● Document excerpt:

So this summer, I have a new goal (whether I obtain it or not time will only tell). I am going to learn how to cook. Not just from a recipe. I mean I can kinda do that. But I mean like cooking steak and pork chops and fish and bread (Bekah! Please help.) and so many other things. I want to be able to put together a meal for a meat-loving husband or a chicken-devouring friend or a vegetarian roommate. I want to be confident in the kitchen because right now, I'm not. If you have any tips, let me know.

It'll be a fight some days. I really don't like to cook, but I need to learn how. The older I get the more I realize being able to cook is a skill I have a desire to learn (at least in the back of my mind).

However, though I can't cook, I can make a mean batch of cookies. Just ask my brother.

Monday, May 31, 2010

A New Marriage and Old Friends

Oh man. What a night.

God blessed an amazing couple with union last night, and I was extremely blessed to be a part of it. :-) It was such an amazing wedding. The ceremony was amazing, and the message was great.

The party after the fact was amazing as well. I know it was a blessing for Alicia and Kory LaCroix, but it was also a blessing for me. I was able to reconnect with good friends from Northwestern that I haven't seen in 6 months or more. We danced the night away to 90s rap, polka, N*Sync, and everything in between.

I woke up this morning with a contentedness in my heart that could only be from God. He is good. He joined a faithful couple together and reunited old friends. His works are amazing.

Thank you, my dear friends, for an amazing night. God had His hand on the night.

Congratulations, Kory and Alicia!! Praying for your future as a married couple! God be with you on your journey!

He is the image of the invisible God, the firstborn of all creation. For by him all things were created, in heaven and on earth, visible and invisible, whether thrones or dominions or rulers or authorities--all things were created through him and for him. And he is before all things, and in him all things hold together. And he is the head of the body, the church. He is the beginning, the firstborn from the dead, that in everything he might be preeminent. For in him all the fullness of God was pleased to dwell, and through him to reconcile to himself all things, whether on earth or in heaven, making peace by the blood of his cross. (Colossians 1:15-20)

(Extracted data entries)

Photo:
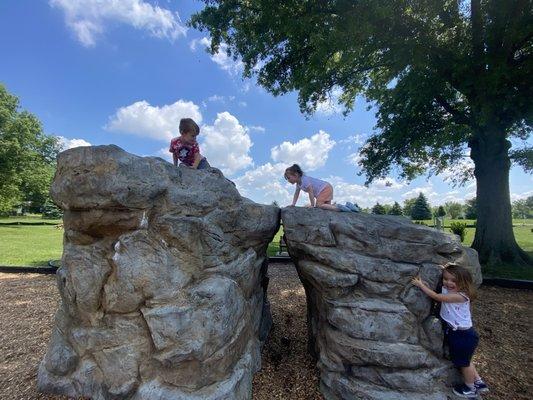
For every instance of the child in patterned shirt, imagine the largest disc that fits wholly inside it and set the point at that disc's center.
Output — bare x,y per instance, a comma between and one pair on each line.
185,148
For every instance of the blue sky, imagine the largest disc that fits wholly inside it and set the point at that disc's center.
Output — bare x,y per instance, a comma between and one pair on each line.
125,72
--
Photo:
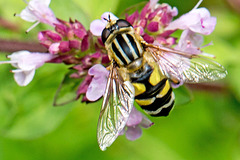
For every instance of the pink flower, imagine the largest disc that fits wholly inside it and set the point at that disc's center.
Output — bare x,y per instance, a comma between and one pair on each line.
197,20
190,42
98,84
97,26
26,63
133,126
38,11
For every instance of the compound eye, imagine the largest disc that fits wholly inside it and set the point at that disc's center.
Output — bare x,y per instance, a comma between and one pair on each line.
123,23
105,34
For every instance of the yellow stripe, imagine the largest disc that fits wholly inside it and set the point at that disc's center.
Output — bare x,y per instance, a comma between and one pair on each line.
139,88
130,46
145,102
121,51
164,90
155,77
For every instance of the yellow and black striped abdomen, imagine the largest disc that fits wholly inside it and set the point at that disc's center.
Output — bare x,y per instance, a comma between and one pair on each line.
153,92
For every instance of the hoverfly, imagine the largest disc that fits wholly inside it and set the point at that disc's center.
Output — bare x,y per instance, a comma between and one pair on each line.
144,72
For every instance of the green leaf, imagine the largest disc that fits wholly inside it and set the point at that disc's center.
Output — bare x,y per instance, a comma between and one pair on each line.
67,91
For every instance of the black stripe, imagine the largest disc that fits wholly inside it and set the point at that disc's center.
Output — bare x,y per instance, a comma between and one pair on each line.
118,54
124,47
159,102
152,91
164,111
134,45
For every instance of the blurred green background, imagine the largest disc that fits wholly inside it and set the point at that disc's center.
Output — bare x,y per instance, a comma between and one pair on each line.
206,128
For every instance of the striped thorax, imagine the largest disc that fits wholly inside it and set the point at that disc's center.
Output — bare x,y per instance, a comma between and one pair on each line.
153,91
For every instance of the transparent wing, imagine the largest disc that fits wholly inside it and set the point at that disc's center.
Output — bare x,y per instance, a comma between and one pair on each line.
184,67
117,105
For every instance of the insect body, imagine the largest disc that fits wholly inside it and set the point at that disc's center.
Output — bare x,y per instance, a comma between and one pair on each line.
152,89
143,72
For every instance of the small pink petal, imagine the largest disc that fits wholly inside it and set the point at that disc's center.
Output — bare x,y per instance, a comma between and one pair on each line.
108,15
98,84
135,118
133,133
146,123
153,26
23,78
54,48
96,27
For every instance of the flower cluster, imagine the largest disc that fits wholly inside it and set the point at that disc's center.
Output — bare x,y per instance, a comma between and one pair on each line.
---
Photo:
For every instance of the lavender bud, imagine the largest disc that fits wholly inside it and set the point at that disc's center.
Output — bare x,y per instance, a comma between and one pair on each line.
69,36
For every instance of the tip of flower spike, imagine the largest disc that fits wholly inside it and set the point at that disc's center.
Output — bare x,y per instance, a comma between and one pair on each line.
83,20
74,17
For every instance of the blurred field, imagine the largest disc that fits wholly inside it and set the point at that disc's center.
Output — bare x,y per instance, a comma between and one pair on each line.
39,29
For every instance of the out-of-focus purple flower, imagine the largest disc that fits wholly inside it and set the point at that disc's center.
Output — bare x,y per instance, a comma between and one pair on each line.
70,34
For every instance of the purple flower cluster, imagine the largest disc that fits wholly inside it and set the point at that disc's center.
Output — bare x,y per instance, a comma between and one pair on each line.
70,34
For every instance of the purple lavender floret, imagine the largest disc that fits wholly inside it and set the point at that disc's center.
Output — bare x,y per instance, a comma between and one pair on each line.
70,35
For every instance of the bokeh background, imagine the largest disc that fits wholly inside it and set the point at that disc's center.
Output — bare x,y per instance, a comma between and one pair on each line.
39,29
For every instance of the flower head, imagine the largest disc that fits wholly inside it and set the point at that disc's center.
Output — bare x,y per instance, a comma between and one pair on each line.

● Short exercise: Resume the blog excerpt about learning to cook and a friends' wedding, picking up after the Bible passage that closes it. This material comes from a separate source.

● Exercise result:
Monday, May 24, 2010

Broken at the Bou

Today I broke the bulk bean grinder at the Bou (Caribou if you were wondering). A coffee shop needs to be able to grind it's coffee. It's an important feature of what we do at Caribou. Serving coffee is pretty high on our priority list.

I have been at Caribou for almost four years. Yes, I do take time off for school, but I have worked every summer since I was 17. That's a long time. And yet, out of ignorance, I broke the bulk bean grinder.

I really didn't think it was that big of a deal until I told my manager. She then checked it and was like "oh no, oh no" and mouthed an expletive. I then understood the horror of what I had done.

Sitting in the lobby was the District Manager and a former store manager as well.

Oh, great.

My manager ended up having to call a guy to come and fix the grinder. My pride and self-assurance in my Caribou Coffee employment went down the drain.

How could I be that stupid? I mean, I've been there for four years! I do not screw up like this. I am not an absent-minded employee. I mean, really?

A few hours later, after continually screwing things up, I was standing in the back, drowning my sorrows in mucky dishwater. I mean I really wasn't sobbing or anything, but I was definitely reflecting on my idiocy.

Then I remembered what I read this morning in Ezra and what I promised myself I would remember throughout the day. It didn't completely apply at that moment; the significance of it really didn't click until now. But God is good and sovereign. He brought both of these passages to mind:

For we are slaves. Yet our God has not forsaken us in our slavery.... (Ezra 9:9a)

and:

But he said to me, "My grace is sufficient for you...." (2 Corinthians 12:9a)

Now both passages were not in full, but as I look at them now, I see God connecting them to my day.

Christ reminded me that I am still a slave to my sin. Pride is my weakness. It shackles me to this earth, and I am helpless to fight against it. At least I am on my own. He then reminded me that His grace is all I need. Though I am a slave, God has not forsaken me. His grace is a gift He has given me, and that gift is sufficient even when I screw up at the Bou.

These little reminders were extremely significant to my situation today. Though it seemed like just a screw up at Caribou Coffee, it was really a reminder from my all-sufficient Savior that He loves me and his grace is sufficient when my pride fails. Which it always does, and His always is. Sad that I forget that.

So today at Caribou, I screwed up. But I was broken before my God which is so much more important than Caribou Coffee could ever be.

All for His glory.

Monday, May 3, 2010

Chai Tea and Desires

Today is just a day. Today is just a day in an endless stream of days. But today, all I want to do it write. And drink chai tea. Preferably Big Train Chai, but Caribou chai would suffice as well.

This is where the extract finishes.